═════ DATASET RECORDS ═════

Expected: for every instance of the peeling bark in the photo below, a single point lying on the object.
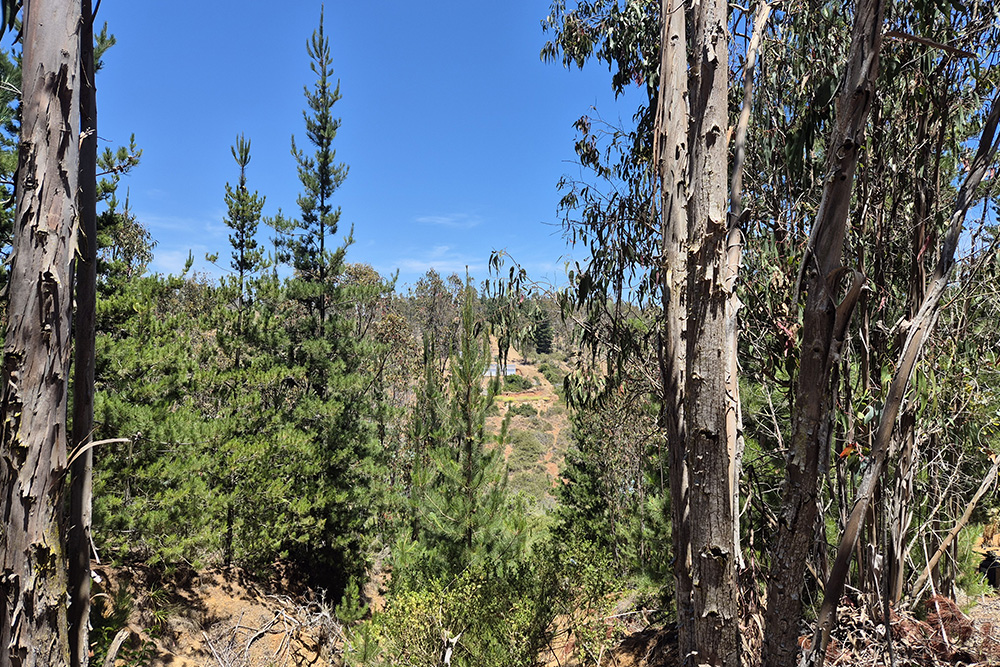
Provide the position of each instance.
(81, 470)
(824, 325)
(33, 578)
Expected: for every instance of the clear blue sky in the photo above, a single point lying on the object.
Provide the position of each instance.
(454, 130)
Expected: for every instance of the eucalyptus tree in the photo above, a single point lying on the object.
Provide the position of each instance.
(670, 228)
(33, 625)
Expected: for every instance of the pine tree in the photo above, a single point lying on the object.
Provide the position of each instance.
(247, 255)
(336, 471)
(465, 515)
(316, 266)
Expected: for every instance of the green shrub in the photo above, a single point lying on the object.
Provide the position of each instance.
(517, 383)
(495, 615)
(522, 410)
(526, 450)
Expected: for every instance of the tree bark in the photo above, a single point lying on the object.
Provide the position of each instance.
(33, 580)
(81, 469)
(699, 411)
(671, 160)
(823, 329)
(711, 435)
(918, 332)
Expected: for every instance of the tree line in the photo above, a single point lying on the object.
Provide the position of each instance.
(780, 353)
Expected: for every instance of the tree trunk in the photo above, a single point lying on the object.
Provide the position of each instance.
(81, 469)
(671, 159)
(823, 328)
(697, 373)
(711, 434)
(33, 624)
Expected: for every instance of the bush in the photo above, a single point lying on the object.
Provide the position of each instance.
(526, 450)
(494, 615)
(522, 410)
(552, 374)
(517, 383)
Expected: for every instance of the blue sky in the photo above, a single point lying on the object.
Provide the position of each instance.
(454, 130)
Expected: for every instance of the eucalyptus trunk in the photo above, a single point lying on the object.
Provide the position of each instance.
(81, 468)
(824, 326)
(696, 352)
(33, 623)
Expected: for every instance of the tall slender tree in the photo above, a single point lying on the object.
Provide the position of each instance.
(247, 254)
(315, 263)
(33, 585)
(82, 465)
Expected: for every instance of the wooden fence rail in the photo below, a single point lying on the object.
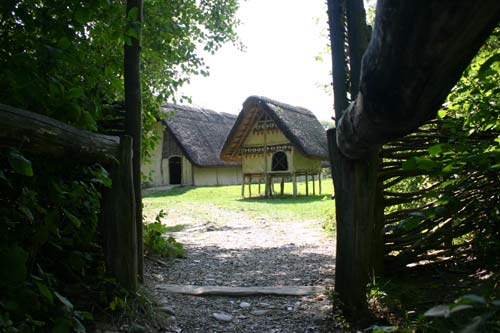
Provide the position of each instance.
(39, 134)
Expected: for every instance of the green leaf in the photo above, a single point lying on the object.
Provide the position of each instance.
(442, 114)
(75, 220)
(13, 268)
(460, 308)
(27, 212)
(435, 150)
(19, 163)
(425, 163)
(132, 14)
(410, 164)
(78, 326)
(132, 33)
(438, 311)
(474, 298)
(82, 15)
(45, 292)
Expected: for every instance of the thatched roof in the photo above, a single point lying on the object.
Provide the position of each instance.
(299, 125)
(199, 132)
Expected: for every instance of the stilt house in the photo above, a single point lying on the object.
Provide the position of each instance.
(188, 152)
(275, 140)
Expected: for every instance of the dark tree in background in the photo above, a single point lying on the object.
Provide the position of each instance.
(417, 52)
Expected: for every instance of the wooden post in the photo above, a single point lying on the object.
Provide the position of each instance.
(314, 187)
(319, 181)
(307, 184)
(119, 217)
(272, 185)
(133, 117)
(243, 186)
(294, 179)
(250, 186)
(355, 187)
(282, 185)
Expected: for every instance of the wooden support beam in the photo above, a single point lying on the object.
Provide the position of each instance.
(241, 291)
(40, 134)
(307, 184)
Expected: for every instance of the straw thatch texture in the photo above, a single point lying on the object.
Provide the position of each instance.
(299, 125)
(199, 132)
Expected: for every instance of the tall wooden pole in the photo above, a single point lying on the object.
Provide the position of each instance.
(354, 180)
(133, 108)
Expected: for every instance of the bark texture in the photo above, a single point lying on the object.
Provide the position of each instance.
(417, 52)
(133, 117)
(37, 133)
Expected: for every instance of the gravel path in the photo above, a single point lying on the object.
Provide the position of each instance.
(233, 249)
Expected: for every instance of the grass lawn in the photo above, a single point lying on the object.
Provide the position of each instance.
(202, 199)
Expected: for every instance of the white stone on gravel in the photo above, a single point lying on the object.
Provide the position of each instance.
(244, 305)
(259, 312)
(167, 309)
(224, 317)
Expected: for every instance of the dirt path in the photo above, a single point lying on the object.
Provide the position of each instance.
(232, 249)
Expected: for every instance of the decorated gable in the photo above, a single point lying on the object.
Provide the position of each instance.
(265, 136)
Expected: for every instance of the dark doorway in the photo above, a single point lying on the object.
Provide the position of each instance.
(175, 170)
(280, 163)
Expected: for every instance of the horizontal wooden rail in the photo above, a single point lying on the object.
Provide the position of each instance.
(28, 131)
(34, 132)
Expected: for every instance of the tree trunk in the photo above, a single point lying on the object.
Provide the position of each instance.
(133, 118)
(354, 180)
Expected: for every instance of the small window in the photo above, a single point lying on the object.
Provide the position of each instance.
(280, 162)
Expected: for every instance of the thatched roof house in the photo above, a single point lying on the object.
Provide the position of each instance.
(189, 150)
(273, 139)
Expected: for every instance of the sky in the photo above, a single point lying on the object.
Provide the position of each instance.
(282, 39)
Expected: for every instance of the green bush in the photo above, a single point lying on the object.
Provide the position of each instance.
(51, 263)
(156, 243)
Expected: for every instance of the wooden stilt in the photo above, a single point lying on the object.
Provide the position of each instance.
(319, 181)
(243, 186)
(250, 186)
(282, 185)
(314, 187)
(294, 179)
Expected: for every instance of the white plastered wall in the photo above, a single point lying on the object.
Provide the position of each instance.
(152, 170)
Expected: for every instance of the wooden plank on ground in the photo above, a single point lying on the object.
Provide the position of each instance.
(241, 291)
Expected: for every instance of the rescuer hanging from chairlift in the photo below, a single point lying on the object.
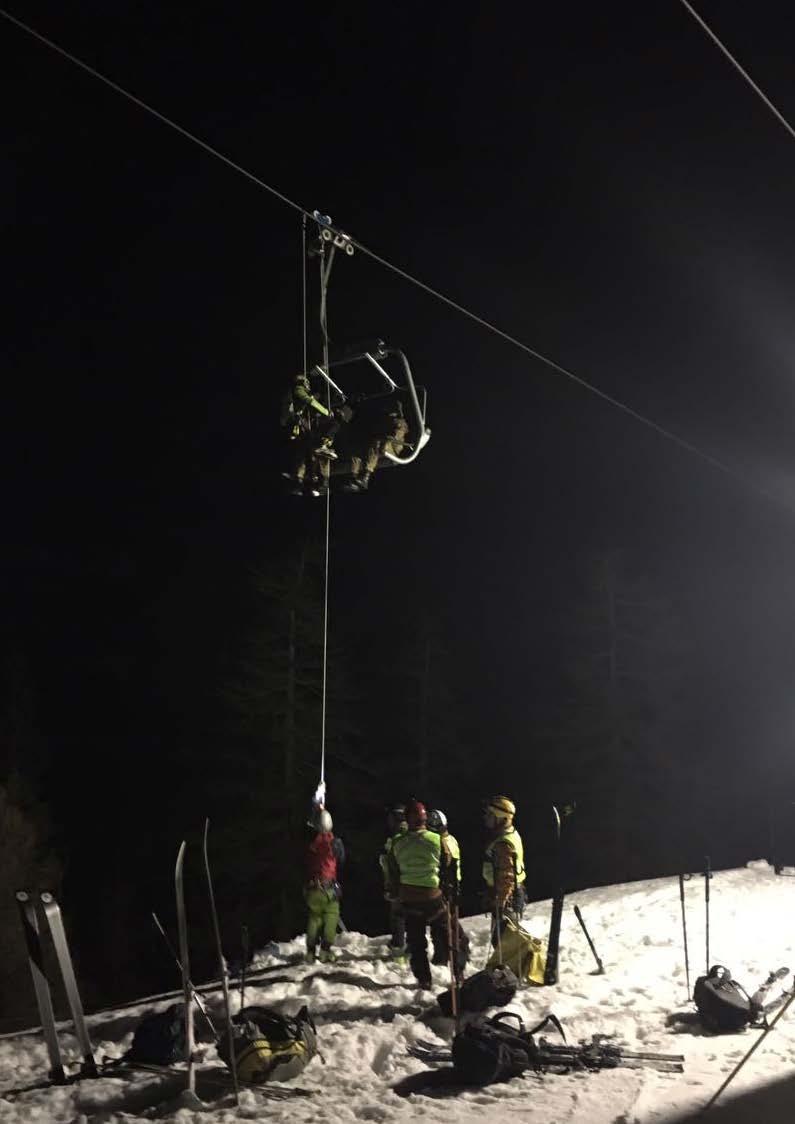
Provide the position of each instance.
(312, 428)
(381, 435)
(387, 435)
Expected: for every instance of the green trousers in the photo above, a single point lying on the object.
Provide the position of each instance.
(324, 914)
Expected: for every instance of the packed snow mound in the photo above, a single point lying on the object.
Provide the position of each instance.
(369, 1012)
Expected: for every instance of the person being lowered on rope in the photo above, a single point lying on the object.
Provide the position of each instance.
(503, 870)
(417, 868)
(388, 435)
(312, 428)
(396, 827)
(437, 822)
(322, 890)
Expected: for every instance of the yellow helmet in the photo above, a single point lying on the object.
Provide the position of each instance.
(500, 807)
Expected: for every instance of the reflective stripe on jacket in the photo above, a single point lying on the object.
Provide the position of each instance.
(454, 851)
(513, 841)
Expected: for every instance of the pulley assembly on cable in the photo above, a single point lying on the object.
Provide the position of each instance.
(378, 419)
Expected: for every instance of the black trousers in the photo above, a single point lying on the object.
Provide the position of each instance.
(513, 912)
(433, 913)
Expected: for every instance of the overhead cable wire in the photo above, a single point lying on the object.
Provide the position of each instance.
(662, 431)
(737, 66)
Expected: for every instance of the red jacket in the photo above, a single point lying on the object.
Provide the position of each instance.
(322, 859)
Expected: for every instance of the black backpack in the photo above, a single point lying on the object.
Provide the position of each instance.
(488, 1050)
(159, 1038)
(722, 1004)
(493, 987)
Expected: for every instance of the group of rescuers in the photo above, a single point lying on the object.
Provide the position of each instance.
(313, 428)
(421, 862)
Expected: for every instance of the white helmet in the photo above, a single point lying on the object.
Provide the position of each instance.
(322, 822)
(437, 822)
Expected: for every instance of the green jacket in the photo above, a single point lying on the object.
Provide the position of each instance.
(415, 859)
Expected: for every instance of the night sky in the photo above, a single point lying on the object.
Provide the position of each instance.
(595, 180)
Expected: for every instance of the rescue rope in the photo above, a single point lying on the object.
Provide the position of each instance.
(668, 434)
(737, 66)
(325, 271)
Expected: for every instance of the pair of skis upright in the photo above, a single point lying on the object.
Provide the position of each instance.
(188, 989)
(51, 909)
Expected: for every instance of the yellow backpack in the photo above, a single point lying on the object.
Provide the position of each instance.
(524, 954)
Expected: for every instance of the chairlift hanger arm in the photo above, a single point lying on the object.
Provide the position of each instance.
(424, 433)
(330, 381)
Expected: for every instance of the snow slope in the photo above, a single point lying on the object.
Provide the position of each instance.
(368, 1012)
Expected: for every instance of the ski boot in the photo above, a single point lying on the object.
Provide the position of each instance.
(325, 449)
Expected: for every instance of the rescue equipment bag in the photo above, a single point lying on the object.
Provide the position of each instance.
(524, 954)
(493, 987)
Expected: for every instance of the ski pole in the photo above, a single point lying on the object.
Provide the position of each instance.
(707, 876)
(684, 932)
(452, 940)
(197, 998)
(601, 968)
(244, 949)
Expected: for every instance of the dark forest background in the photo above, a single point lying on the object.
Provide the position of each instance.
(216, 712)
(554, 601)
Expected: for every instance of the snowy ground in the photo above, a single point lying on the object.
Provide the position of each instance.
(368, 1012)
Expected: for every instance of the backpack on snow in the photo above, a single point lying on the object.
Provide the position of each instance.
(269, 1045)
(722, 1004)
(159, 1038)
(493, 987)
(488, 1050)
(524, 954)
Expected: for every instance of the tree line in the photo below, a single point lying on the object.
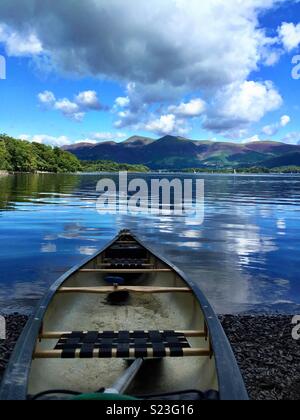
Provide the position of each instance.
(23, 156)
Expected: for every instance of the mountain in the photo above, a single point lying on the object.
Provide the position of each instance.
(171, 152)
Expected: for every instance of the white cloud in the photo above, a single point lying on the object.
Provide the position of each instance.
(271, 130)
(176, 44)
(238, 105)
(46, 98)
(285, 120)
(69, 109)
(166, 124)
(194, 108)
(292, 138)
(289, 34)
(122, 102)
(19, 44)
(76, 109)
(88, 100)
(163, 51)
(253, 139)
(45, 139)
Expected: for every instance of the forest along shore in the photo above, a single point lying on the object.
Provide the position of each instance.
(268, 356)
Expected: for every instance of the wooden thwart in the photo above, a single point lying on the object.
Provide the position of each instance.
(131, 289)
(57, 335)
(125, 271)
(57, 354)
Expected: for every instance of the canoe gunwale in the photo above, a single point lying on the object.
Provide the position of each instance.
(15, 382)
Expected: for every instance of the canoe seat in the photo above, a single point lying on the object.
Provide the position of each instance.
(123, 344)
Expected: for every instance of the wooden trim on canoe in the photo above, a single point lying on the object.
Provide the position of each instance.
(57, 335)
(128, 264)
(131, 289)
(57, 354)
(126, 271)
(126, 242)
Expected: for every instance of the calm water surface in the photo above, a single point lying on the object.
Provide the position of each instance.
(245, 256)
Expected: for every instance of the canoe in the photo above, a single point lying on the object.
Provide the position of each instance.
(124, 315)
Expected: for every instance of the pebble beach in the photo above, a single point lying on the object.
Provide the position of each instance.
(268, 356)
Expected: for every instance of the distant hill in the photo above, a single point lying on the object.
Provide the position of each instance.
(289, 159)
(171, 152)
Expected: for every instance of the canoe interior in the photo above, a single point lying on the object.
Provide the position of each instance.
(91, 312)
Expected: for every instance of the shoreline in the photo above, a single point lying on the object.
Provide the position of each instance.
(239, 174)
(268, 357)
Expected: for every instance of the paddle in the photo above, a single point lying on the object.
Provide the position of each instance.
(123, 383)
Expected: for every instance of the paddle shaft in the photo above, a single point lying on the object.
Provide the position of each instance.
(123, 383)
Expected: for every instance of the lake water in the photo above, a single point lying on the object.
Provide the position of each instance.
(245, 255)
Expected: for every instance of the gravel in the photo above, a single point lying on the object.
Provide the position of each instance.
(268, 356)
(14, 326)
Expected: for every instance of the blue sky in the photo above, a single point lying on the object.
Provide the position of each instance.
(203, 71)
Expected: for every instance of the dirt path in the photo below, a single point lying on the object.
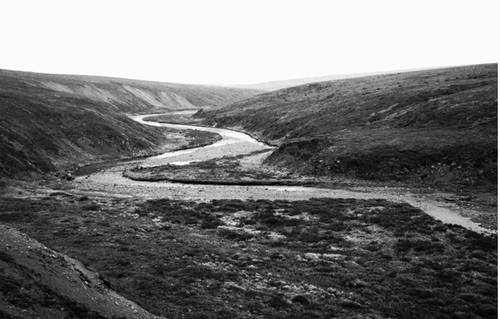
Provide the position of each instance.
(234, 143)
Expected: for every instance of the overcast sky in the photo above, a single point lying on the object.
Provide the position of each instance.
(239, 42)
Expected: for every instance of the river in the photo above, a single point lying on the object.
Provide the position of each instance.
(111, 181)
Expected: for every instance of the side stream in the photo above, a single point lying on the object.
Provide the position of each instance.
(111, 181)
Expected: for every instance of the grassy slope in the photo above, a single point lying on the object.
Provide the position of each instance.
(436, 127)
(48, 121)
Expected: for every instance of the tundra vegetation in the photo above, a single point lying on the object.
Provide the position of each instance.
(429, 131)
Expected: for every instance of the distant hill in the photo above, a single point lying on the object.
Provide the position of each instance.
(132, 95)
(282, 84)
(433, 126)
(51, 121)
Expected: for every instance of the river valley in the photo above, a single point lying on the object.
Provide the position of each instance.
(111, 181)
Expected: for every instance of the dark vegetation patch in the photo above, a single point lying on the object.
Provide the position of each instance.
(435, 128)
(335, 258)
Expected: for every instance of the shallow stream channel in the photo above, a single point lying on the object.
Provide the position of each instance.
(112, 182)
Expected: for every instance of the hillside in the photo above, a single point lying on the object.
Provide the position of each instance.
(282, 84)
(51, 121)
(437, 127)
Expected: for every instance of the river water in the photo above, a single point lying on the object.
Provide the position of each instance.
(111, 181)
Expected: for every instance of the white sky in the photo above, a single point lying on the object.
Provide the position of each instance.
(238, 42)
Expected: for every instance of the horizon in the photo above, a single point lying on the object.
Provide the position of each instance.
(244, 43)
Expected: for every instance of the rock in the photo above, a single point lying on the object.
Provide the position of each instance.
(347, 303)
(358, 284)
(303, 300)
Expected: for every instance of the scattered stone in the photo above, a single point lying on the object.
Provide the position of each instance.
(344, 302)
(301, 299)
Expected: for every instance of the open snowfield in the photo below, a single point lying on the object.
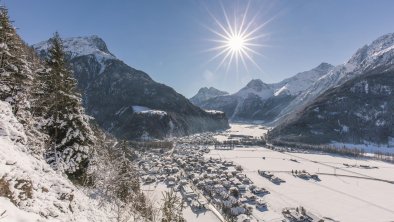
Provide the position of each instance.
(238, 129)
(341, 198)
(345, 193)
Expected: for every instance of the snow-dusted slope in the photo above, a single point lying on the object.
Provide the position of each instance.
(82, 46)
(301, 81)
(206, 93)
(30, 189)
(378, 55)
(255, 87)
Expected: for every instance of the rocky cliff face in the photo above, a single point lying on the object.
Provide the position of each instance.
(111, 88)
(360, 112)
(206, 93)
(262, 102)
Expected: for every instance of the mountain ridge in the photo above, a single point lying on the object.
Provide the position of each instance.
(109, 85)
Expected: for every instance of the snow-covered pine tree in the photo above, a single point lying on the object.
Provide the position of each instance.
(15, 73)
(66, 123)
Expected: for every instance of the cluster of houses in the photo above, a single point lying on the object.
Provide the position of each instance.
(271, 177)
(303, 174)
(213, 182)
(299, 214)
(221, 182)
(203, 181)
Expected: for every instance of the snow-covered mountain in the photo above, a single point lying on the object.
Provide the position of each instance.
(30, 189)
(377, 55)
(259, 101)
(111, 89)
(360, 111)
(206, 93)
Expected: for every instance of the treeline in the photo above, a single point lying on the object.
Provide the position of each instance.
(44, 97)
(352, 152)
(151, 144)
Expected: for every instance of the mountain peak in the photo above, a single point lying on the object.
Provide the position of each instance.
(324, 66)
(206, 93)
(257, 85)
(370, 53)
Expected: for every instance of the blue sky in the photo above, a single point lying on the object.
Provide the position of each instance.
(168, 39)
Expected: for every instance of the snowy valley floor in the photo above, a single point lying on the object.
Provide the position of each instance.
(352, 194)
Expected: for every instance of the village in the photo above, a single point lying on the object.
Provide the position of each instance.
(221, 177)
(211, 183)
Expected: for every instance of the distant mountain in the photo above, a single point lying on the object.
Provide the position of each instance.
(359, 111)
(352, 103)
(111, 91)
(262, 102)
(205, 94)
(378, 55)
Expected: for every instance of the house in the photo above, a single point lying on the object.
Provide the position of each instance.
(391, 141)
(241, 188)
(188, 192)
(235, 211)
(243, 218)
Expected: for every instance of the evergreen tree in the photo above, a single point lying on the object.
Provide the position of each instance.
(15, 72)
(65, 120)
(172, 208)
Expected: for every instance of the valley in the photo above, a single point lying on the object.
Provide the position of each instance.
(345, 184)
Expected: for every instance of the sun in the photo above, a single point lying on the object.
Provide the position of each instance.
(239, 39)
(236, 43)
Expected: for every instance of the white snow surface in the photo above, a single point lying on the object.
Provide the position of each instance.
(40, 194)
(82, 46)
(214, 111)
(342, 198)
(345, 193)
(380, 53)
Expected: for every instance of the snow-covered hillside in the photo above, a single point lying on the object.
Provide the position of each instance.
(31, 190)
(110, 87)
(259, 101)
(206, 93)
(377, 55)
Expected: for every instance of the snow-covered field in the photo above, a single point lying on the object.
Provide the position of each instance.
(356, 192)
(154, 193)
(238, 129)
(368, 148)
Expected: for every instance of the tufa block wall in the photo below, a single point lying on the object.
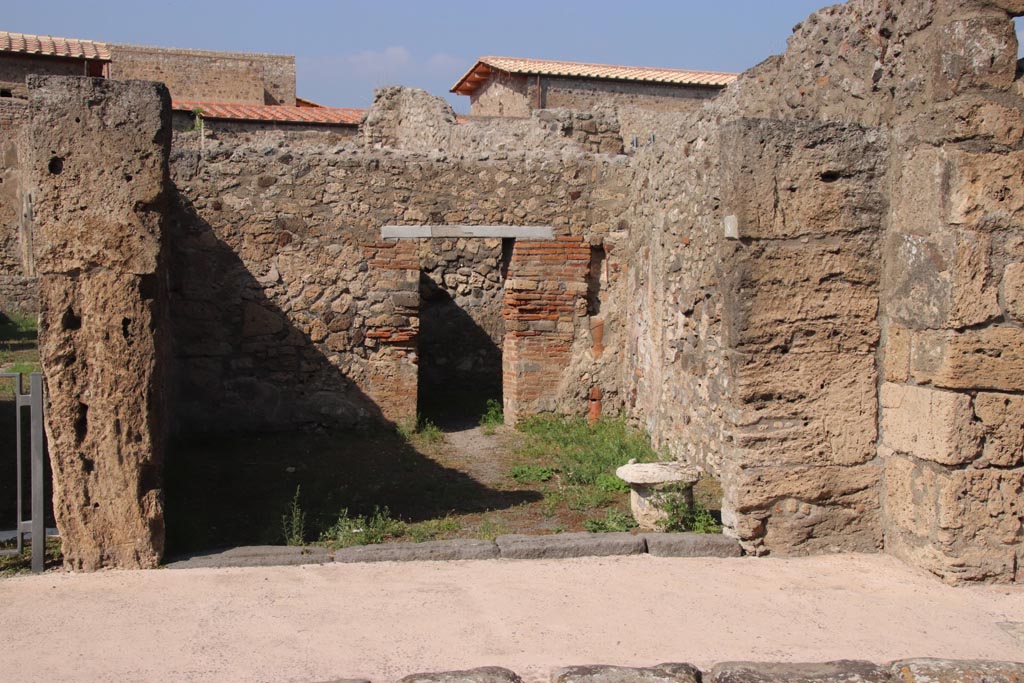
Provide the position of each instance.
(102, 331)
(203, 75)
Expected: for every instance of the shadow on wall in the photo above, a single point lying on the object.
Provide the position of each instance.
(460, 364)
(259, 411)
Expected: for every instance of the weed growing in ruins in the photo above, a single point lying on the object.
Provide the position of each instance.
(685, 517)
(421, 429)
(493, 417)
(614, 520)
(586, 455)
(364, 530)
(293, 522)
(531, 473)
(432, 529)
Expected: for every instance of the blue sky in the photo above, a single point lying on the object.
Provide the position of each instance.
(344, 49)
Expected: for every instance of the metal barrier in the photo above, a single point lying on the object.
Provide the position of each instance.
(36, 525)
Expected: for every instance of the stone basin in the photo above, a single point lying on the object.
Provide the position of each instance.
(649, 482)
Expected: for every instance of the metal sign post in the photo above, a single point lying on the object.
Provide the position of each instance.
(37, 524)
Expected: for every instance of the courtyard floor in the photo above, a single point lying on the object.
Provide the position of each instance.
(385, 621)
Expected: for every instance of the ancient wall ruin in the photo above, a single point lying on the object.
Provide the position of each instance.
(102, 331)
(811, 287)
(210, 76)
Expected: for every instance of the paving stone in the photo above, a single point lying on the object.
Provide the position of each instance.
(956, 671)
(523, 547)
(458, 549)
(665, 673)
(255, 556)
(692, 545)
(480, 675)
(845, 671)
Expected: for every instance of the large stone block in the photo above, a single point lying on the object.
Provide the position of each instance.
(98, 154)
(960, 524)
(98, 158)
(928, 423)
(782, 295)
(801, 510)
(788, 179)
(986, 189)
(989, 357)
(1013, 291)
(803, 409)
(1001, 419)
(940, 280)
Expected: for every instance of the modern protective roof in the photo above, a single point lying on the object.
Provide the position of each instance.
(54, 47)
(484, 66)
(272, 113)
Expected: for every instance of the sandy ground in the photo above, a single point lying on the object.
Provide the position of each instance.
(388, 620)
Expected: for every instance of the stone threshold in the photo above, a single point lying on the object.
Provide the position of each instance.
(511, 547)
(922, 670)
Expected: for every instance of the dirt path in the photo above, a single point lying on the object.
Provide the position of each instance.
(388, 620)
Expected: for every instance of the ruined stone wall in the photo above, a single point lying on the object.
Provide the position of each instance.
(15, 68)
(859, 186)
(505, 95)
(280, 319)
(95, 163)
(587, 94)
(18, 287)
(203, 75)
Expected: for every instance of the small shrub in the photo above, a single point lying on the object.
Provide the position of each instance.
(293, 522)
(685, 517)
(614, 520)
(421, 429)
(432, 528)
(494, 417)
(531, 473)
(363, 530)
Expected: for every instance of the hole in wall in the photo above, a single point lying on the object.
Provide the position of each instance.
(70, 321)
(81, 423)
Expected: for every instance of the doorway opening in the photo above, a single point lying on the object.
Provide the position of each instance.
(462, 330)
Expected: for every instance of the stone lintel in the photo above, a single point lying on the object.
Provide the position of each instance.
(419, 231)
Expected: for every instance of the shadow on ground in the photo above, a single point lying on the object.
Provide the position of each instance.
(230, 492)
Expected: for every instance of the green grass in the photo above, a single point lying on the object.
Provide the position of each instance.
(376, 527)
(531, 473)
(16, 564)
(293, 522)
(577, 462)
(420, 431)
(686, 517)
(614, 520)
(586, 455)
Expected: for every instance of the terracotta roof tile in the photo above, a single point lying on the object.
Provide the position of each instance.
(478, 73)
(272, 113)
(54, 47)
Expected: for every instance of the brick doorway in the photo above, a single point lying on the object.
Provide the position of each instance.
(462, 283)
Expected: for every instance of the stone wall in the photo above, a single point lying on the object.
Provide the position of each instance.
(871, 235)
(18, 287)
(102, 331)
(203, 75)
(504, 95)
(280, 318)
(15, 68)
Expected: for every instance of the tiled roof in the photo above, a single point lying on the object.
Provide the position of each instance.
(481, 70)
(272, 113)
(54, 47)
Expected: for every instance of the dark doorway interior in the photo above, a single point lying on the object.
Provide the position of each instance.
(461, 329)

═════

**WHAT YOU NEED TO DO:**
Your output should be an exact copy of the lines from the one containing "Expected: for every instance of the brick" through the last line of the data above.

**ANSWER TO THIS PROBLEM:**
Expected: for every instance of the brick doorway in the photo above, a single point lying on the object.
Provide the position of each instance.
(462, 283)
Expected: for every instance of the stone wall in the photo above, a single point lying on the object.
Provide the position of each instance.
(871, 235)
(18, 287)
(102, 331)
(203, 75)
(504, 95)
(280, 318)
(15, 68)
Expected: for every instance of the tiled roof in the photo above, a single point lying on the object.
Provide the position of each instance.
(481, 70)
(272, 113)
(54, 47)
Expected: for every instance of the dark doorway interior in the photo above, a single point lying on the object.
Provide the position of each instance.
(461, 329)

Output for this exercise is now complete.